Vos consignes
Dans le texte sur la subjectivité et l'objectivité, recopiez mot pour mot, s'il vous plaît, tout ce qui va de « Subjectivité objectivité » jusqu'à « une intuition juste. ».

Subjectivité objectivité

Toute personne est libre d’approcher une œuvre d’art de façon subjective, selon ses propres goûts et critères. Mais il est également possible d’avoir une approche objective et d’aborder l’œuvre en faisant abstraction de ses propres goûts et critères ou de ceux de tel ou tel critique d’art. Le premier cas de figure est le plus général, certainement le plus confortable. Le deuxième nécessite un grand effort d’abnégation, d’abstraction, de l’expérience et une grande culture; il est plus rare. Il y a bien une troisième voie, celle de l’intuition ; la personne n’a pas vraiment fait d’effort d’abstraction, d’abnégation, n’a pas une immense culture mais possède une intuition juste.

Entrées fournies
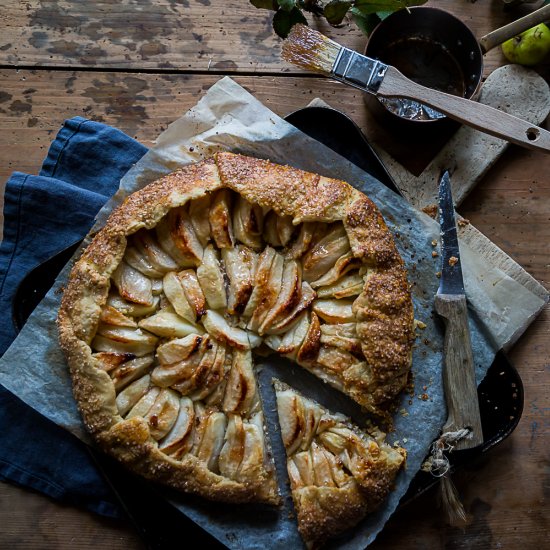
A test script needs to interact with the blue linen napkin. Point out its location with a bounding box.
[0,117,147,517]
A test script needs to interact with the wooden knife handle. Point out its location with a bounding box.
[435,294,483,450]
[377,66,550,153]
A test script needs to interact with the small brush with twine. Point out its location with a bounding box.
[422,428,472,527]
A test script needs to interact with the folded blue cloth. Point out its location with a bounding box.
[0,117,147,517]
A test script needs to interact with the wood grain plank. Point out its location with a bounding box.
[0,0,517,74]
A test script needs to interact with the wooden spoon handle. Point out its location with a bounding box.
[377,66,550,153]
[478,4,550,53]
[435,294,483,449]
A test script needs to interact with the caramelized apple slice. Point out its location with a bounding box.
[312,298,355,323]
[263,210,283,247]
[223,350,258,415]
[156,207,203,267]
[233,195,264,251]
[91,324,158,357]
[107,294,159,317]
[157,334,204,365]
[123,246,163,279]
[242,246,277,319]
[178,269,206,320]
[143,389,180,440]
[112,262,154,306]
[266,281,317,334]
[116,374,151,416]
[189,195,215,247]
[162,271,197,323]
[138,309,200,338]
[99,305,137,328]
[218,414,245,479]
[302,224,350,282]
[197,412,227,473]
[247,253,285,332]
[311,250,364,294]
[317,273,365,300]
[159,397,195,459]
[202,310,262,350]
[276,216,296,246]
[110,354,153,392]
[258,260,302,334]
[222,244,258,315]
[197,245,227,309]
[131,229,178,273]
[208,189,235,248]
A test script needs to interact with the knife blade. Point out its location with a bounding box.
[435,171,483,450]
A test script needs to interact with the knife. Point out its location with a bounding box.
[435,171,483,450]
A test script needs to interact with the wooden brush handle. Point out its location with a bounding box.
[377,66,550,153]
[478,4,550,53]
[435,294,483,450]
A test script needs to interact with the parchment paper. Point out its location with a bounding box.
[0,78,542,549]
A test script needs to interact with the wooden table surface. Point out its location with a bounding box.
[0,0,550,549]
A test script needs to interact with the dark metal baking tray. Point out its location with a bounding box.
[13,107,523,549]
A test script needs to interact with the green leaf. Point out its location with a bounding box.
[273,8,307,38]
[323,0,352,25]
[250,0,279,11]
[277,0,296,12]
[350,8,380,36]
[353,0,427,15]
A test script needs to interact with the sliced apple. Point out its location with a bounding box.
[233,195,263,251]
[197,412,227,472]
[208,189,235,248]
[112,262,154,306]
[197,244,227,309]
[242,246,277,319]
[157,334,204,365]
[258,260,302,334]
[312,298,355,323]
[91,324,158,357]
[311,250,364,292]
[107,294,159,317]
[159,397,195,459]
[223,350,258,415]
[178,269,206,320]
[123,246,163,279]
[162,271,197,323]
[110,354,153,392]
[99,305,137,328]
[189,195,215,247]
[131,229,178,273]
[222,244,258,315]
[302,223,350,282]
[138,309,201,338]
[218,414,246,479]
[202,310,262,350]
[286,222,325,260]
[116,374,151,416]
[266,281,317,334]
[247,253,285,332]
[276,216,296,246]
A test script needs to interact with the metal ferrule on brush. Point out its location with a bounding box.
[331,48,388,93]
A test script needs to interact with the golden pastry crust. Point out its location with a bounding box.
[58,153,413,503]
[274,380,407,548]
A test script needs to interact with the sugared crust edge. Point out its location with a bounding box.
[58,153,413,503]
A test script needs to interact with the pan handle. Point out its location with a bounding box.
[478,4,550,54]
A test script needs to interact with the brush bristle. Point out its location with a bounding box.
[282,24,342,74]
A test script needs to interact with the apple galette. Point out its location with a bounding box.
[275,381,406,547]
[58,153,413,516]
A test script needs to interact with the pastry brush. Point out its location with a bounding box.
[282,24,550,153]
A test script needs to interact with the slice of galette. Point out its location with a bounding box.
[274,381,406,548]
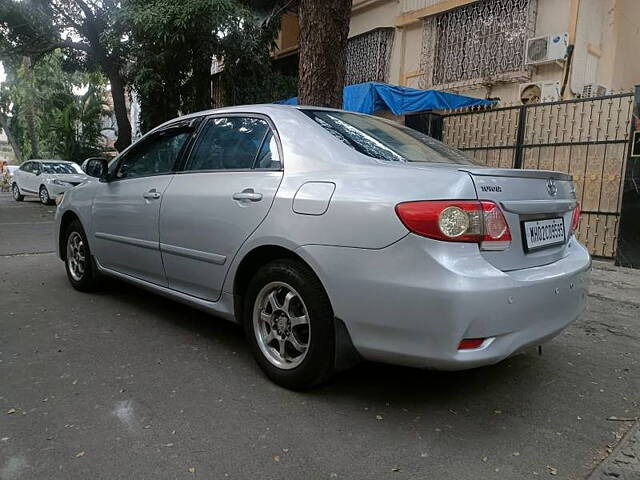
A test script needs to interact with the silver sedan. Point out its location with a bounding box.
[56,105,591,388]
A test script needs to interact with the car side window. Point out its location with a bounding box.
[116,129,191,178]
[185,117,271,171]
[254,130,282,169]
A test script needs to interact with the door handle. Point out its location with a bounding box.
[233,188,262,202]
[142,188,160,200]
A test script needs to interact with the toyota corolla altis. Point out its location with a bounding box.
[56,105,591,388]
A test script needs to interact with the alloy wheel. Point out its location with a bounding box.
[67,232,86,282]
[253,282,311,370]
[40,187,50,205]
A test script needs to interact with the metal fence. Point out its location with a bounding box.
[442,93,633,257]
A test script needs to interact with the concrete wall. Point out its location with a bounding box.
[272,0,640,103]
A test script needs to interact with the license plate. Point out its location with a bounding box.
[523,218,565,250]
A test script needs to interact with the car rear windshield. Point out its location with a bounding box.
[301,109,476,165]
[42,162,78,174]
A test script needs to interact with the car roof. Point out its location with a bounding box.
[150,103,355,132]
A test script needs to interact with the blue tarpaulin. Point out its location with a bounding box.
[276,82,493,115]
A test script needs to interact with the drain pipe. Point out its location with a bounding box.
[560,0,580,100]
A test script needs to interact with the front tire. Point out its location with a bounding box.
[64,219,98,292]
[11,183,24,202]
[243,259,335,390]
[38,185,52,205]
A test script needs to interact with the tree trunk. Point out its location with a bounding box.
[0,113,22,163]
[22,57,40,158]
[298,0,351,108]
[105,67,131,152]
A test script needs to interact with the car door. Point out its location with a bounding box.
[18,162,38,194]
[92,124,194,285]
[13,162,32,193]
[160,114,282,301]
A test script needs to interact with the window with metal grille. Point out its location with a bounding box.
[345,28,394,85]
[422,0,537,85]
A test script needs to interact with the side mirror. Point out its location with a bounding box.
[84,158,109,181]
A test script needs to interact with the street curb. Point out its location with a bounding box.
[587,420,640,480]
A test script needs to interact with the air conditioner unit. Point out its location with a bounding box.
[581,83,608,98]
[525,32,569,65]
[520,82,560,105]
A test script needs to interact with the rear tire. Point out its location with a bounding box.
[64,219,99,292]
[38,185,53,205]
[243,259,335,390]
[11,183,24,202]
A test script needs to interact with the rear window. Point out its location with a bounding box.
[42,162,78,174]
[301,109,477,165]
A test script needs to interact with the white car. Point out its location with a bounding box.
[11,160,89,205]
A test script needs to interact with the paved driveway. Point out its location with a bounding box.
[0,195,640,480]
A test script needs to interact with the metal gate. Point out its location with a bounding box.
[442,93,633,257]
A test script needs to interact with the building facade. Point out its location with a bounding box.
[274,0,640,103]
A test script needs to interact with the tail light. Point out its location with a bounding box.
[396,200,511,250]
[571,203,580,233]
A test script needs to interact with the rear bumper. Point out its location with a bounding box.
[301,235,591,370]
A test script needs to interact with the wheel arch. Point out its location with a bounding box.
[58,210,86,261]
[233,245,316,322]
[233,244,362,371]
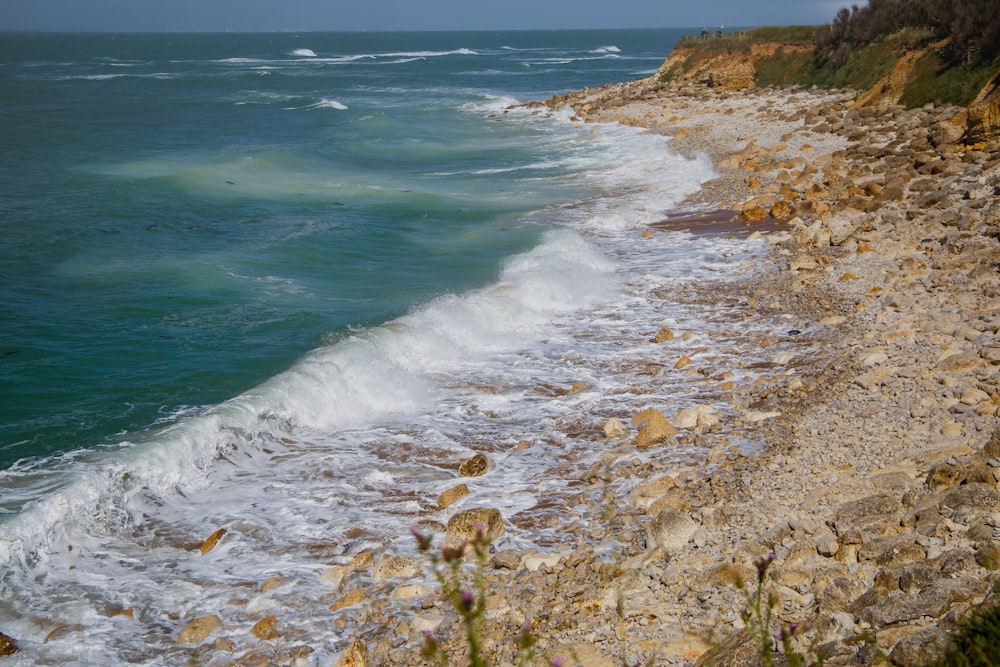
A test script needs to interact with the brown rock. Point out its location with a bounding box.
[438,484,469,509]
[201,528,226,556]
[632,408,678,449]
[250,616,281,641]
[334,639,371,667]
[177,615,222,644]
[834,494,901,545]
[653,327,674,343]
[445,507,504,549]
[374,555,423,581]
[0,632,20,657]
[458,453,490,477]
[330,588,365,611]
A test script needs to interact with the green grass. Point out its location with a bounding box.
[901,51,1000,109]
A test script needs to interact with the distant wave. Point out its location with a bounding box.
[306,99,347,111]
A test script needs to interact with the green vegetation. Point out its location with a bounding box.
[934,607,1000,667]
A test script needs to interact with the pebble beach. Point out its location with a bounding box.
[376,79,1000,666]
[0,48,1000,667]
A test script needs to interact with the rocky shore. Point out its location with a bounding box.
[374,79,1000,667]
[0,65,1000,667]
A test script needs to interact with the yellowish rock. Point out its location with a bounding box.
[330,588,365,611]
[201,528,227,556]
[250,616,281,641]
[438,484,469,509]
[334,639,371,667]
[458,453,490,477]
[177,614,222,644]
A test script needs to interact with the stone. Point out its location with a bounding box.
[646,509,698,554]
[334,639,371,667]
[389,584,431,601]
[0,632,20,658]
[834,494,901,545]
[858,578,981,626]
[653,327,674,343]
[458,453,490,477]
[200,528,227,556]
[250,616,281,641]
[858,531,927,567]
[889,625,951,665]
[330,588,366,611]
[604,417,625,440]
[546,642,615,667]
[632,408,678,449]
[816,532,840,558]
[177,614,222,644]
[445,507,505,549]
[374,555,424,581]
[438,484,469,509]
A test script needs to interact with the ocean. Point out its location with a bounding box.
[0,30,767,665]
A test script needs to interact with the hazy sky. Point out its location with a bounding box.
[0,0,848,31]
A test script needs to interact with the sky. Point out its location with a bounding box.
[0,0,852,32]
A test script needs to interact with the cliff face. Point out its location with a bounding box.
[657,42,1000,150]
[659,42,812,90]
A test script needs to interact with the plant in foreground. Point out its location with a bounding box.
[410,525,536,667]
[736,553,823,667]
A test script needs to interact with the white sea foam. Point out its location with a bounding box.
[0,74,788,665]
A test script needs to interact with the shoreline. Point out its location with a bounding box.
[0,79,1000,667]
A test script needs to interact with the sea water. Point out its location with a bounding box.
[0,30,769,665]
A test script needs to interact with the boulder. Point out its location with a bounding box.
[177,614,222,644]
[445,507,505,549]
[458,453,490,477]
[334,639,371,667]
[374,555,423,581]
[632,408,678,449]
[250,616,281,641]
[0,632,20,658]
[438,484,469,509]
[646,509,698,554]
[834,494,901,544]
[200,528,227,556]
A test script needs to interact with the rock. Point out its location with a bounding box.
[177,615,222,644]
[604,417,625,440]
[389,584,431,600]
[858,532,927,566]
[334,639,370,667]
[438,484,469,509]
[374,555,424,581]
[200,528,226,556]
[646,509,698,554]
[0,632,20,658]
[632,408,678,449]
[445,508,504,549]
[330,588,366,611]
[458,453,490,477]
[858,578,981,626]
[250,616,281,641]
[653,327,674,343]
[816,532,840,558]
[889,626,951,665]
[834,494,901,544]
[546,642,615,667]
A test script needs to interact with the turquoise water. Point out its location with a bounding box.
[0,31,679,468]
[0,30,784,667]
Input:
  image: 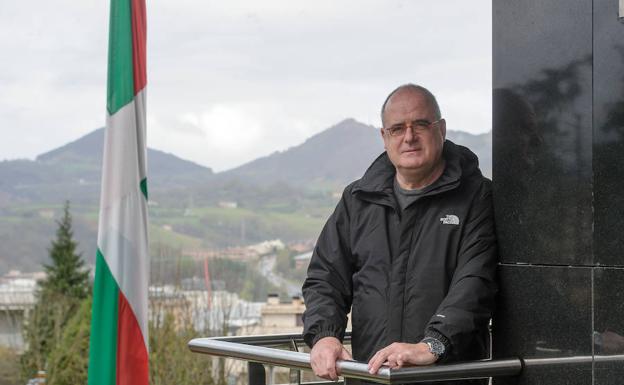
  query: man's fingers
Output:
[368,349,388,374]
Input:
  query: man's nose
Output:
[403,123,418,143]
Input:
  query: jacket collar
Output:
[352,140,481,201]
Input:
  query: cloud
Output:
[0,0,491,170]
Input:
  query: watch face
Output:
[426,339,444,357]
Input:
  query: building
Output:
[0,270,45,351]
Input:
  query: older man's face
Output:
[381,90,446,174]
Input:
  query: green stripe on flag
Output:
[106,0,134,115]
[89,248,119,385]
[141,178,147,199]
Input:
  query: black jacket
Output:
[303,141,497,368]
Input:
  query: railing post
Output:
[247,361,266,385]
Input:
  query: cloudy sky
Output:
[0,0,491,171]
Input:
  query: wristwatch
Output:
[422,337,446,358]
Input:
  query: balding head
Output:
[381,83,442,127]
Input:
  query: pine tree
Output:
[22,202,90,379]
[41,201,89,299]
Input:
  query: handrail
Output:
[210,331,351,347]
[188,332,624,385]
[188,335,522,384]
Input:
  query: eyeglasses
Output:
[384,118,443,136]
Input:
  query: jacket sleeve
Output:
[303,188,353,347]
[425,181,498,353]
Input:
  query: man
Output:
[303,84,497,380]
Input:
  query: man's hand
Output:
[310,337,353,381]
[368,342,438,374]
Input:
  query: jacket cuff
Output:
[303,328,344,348]
[423,328,452,358]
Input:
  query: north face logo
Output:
[440,214,459,225]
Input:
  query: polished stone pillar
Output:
[493,0,624,385]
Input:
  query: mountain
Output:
[0,128,213,207]
[219,119,383,187]
[223,119,492,187]
[0,119,491,274]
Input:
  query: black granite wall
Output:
[493,0,624,385]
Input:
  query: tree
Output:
[22,202,90,379]
[46,297,92,385]
[41,201,89,300]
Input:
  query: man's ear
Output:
[379,128,386,150]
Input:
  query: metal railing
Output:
[188,334,522,385]
[188,332,624,385]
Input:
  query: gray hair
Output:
[381,83,442,125]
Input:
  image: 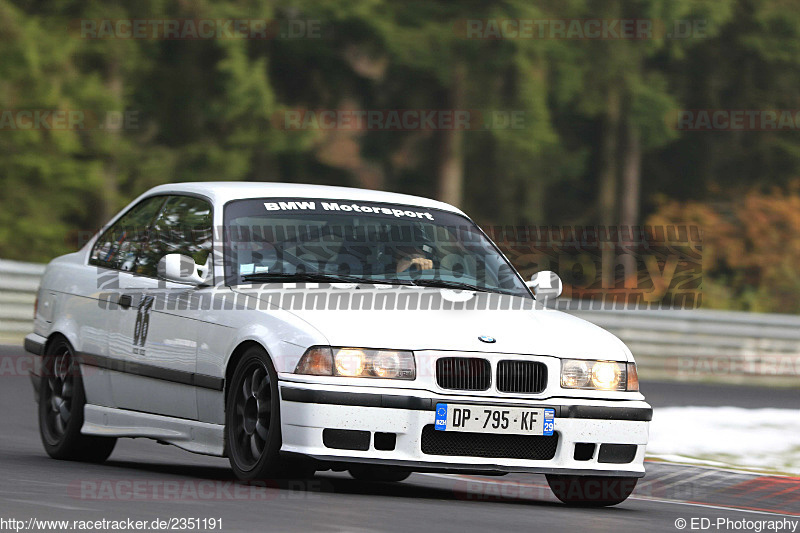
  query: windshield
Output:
[225,198,530,297]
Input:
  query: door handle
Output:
[117,294,133,309]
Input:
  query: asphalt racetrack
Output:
[0,346,800,533]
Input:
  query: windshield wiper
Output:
[406,279,494,294]
[242,272,413,285]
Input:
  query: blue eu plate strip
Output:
[434,403,447,431]
[542,409,556,437]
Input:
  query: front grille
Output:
[497,361,547,393]
[422,424,558,461]
[436,357,492,390]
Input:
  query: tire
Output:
[547,474,639,507]
[39,337,117,463]
[348,465,411,483]
[225,347,287,481]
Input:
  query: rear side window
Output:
[136,196,213,277]
[89,196,167,271]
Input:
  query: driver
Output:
[397,246,433,274]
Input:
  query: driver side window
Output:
[136,196,213,277]
[89,196,167,271]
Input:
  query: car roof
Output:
[137,181,464,215]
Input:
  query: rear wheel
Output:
[39,337,117,463]
[547,474,638,507]
[348,465,411,482]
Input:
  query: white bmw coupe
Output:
[25,182,652,505]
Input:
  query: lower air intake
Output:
[422,424,558,461]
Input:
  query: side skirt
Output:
[81,404,225,457]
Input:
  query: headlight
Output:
[294,346,417,379]
[561,359,639,391]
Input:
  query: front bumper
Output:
[280,381,652,477]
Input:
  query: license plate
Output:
[435,403,556,436]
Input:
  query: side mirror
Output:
[525,270,563,303]
[158,254,208,285]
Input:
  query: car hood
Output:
[238,287,632,361]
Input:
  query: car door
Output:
[110,195,212,420]
[86,196,167,407]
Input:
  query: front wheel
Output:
[225,347,281,481]
[547,474,638,507]
[39,337,117,463]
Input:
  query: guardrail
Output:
[0,259,44,342]
[0,260,800,386]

Réponse rédigée
Subjectivité objectivité

Toute personne est libre d’approcher une œuvre d’art de façon subjective, selon ses propres goûts et critères. Mais il est également possible d’avoir une approche objective et d’aborder l’œuvre en faisant abstraction de ses propres goûts et critères ou de ceux de tel ou tel critique d’art. Le premier cas de figure est le plus général, certainement le plus confortable. Le deuxième nécessite un grand effort d’abnégation, d’abstraction, de l’expérience et une grande culture; il est plus rare. Il y a bien une troisième voie, celle de l’intuition ; la personne n’a pas vraiment fait d’effort d’abstraction, d’abnégation, n’a pas une immense culture mais possède une intuition juste.